___ 本文抜粋

SFというジャンル自体がどうも読むのが苦手でなかなか頭に入らないんですが、冒頭でちょっと頑張って世界観に慣れてくると面白くなってくるもんですね

(でもたぶん読み慣れていないので、読み方が大きく間違えているとは思われる)。

 

まず、地球の上になんだかわからない巨大なUFOがのそっと現れて一向に動こうとしないから、なんだかおっかなくて人類が勝手にいい子になっていく、というのが大変面白かったです。

そのしょぼさ、いいね、人類。

見えない相手にびくびくして勝手にいい子にしてたら、50年も経ってからようやっとUFOの扉が開いて中から極めて伝統的な姿の「悪魔」が出てくる、というのも、どうやって頭に映像を思い浮かべても笑える山場。

 

そしてそれまで正体が分からないから怖がっていたのに、姿が見えたら

「なーんだ、悪魔かっ、よかった」

______

**目的 1:** 上の抜粋の内容を二文で要約せよ。
**目的 2:** 上の抜粋によると、UFOの扉が開いたのは何年経ってからか。
**目的 3:** 上の抜粋が語る物語のうち、UFOの扉が開くまでに起きた出来事を、扉が開くことも含めて起きた順にすべて挙げよ。

___ 元データ

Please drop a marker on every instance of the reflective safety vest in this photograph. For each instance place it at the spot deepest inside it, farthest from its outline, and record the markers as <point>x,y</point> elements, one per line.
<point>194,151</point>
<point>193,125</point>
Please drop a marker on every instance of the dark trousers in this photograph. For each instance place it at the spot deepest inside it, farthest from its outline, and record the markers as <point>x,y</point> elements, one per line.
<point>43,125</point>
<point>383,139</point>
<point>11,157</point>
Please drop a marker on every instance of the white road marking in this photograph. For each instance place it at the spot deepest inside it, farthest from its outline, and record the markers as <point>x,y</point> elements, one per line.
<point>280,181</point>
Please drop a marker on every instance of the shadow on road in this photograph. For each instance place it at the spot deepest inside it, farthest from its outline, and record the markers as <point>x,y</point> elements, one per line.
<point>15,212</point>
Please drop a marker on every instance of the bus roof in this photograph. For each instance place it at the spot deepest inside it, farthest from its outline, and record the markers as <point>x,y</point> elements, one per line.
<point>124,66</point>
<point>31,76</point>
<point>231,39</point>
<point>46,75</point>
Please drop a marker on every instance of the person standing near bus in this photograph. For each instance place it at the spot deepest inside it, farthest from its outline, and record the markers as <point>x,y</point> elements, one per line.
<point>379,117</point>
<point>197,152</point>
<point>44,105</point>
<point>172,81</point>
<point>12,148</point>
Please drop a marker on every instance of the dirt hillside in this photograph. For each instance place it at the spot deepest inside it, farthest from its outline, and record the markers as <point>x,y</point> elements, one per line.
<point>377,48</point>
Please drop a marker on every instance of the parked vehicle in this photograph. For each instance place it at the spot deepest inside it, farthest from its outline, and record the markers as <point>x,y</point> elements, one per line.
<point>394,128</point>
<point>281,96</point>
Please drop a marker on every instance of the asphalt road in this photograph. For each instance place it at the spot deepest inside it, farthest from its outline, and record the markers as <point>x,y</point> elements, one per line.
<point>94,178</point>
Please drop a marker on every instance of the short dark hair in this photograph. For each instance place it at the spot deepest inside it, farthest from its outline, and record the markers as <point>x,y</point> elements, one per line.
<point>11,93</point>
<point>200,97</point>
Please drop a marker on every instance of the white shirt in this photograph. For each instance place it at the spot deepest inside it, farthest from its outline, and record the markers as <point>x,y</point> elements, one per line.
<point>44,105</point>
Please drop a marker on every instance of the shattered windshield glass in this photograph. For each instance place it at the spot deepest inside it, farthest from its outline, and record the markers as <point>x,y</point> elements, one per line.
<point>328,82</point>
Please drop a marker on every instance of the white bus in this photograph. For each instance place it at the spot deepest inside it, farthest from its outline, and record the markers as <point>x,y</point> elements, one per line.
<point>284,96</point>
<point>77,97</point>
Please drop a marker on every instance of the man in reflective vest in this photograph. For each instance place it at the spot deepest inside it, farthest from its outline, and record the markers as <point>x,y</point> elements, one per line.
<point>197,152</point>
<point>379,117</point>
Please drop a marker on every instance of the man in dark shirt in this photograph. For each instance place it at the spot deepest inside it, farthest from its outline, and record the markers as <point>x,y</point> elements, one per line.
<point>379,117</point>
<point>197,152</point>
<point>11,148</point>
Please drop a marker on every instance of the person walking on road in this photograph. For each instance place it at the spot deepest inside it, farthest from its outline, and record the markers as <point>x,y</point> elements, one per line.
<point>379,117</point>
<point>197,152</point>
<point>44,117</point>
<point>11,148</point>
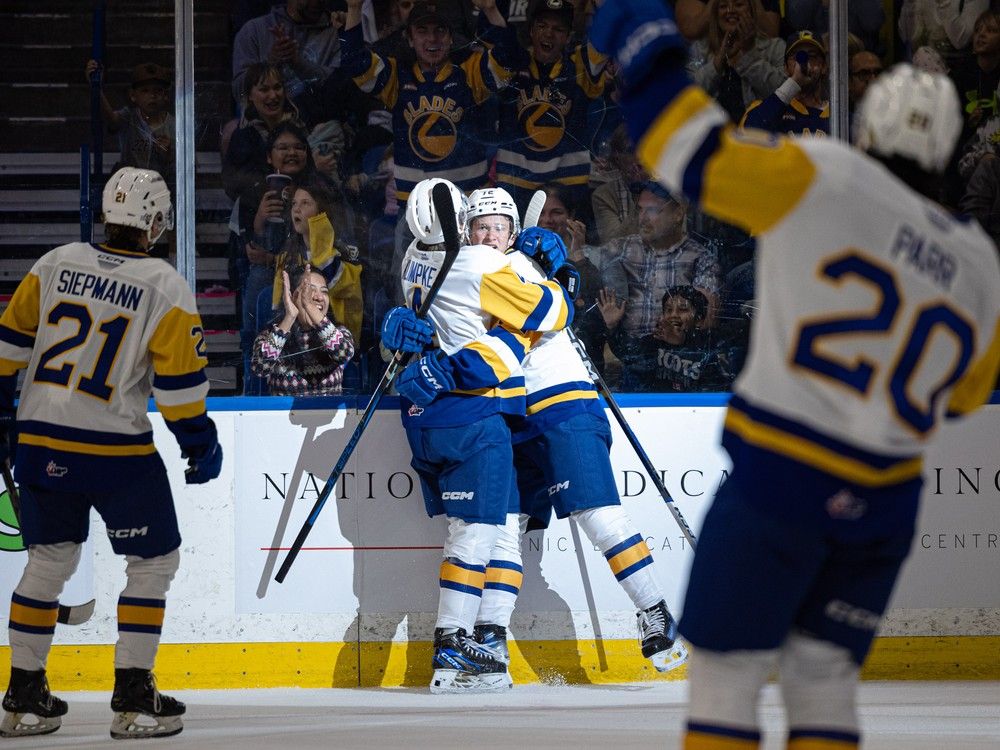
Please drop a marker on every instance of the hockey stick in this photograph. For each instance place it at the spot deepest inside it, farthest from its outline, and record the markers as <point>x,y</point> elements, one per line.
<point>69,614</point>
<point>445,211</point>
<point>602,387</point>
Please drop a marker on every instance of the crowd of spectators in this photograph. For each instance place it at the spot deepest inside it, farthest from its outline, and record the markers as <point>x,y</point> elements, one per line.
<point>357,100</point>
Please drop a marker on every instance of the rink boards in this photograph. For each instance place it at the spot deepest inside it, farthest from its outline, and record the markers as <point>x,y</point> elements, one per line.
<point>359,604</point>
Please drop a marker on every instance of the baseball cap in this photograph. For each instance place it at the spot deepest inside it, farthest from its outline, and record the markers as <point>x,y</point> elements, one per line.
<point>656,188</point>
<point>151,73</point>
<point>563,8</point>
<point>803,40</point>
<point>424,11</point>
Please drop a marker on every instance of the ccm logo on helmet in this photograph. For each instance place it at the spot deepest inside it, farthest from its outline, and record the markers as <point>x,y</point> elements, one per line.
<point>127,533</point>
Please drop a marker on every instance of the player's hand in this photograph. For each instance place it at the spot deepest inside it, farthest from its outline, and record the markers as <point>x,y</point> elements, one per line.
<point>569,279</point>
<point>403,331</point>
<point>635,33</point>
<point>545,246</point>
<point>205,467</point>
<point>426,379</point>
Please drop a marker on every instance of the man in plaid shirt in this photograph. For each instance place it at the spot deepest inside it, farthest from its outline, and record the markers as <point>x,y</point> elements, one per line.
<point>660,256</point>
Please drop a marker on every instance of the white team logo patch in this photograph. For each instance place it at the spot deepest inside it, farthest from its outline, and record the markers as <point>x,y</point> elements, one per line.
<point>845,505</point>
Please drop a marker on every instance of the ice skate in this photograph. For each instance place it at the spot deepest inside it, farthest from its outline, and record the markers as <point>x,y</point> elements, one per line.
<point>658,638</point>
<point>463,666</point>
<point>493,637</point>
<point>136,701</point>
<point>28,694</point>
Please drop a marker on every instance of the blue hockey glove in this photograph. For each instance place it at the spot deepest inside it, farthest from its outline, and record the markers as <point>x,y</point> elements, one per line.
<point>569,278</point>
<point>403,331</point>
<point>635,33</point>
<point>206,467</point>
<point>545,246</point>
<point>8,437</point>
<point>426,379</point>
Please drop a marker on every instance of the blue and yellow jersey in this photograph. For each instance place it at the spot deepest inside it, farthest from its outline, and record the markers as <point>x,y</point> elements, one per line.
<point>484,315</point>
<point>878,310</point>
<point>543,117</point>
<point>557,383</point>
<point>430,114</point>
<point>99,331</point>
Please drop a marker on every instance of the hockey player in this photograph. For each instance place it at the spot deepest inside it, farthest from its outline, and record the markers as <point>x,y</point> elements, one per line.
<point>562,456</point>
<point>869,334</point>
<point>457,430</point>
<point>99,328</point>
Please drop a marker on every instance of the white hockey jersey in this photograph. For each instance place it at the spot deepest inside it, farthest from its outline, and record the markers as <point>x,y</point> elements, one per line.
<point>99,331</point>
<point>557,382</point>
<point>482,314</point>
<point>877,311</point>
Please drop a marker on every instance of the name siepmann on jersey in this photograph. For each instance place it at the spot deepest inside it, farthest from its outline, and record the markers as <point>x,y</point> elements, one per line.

______

**回答 1:** 筆者はSFを読むのが苦手だが、冒頭で世界観に慣れてくると面白くなってきたと述べている。地球上に正体不明の巨大なUFOが現れて動かないため人類が勝手にいい子になっていき、50年後に扉が開いて伝統的な姿の「悪魔」が出てくる展開を、筆者は面白い、笑えると評している。

**回答 2:** 50年経ってから。

**回答 3:**
1. 地球の上に正体のわからない巨大なUFOが現れる
2. UFOが一向に動こうとしない
3. 人類がおっかなくなって勝手にいい子になっていく
4. 50年経ってようやくUFOの扉が開く